Task statement - Set down each of the following records again, reproducing every line without alteration.

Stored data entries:

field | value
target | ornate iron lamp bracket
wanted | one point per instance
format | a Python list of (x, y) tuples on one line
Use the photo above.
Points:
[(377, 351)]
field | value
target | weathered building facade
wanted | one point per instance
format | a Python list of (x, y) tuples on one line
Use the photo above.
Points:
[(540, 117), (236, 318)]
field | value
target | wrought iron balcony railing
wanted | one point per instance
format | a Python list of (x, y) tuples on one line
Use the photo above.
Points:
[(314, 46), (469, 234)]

Exercise result -
field | value
target | ornate iron lamp bracket
wanted | one point per instance
format | a Python list of (x, y) tuples on one line
Use the photo above.
Points:
[(377, 351)]
field | value
target | weathered building facade
wanted | one point per instance
format | a Python list of (x, y) tuples on one line
Use the photo above.
Points:
[(540, 117), (236, 318)]
field | value
target | wrought iron balcony railing
wanted | one point per instance
format | a Python list of (x, y) tuples on one line
Use the photo above.
Points:
[(314, 46), (469, 234)]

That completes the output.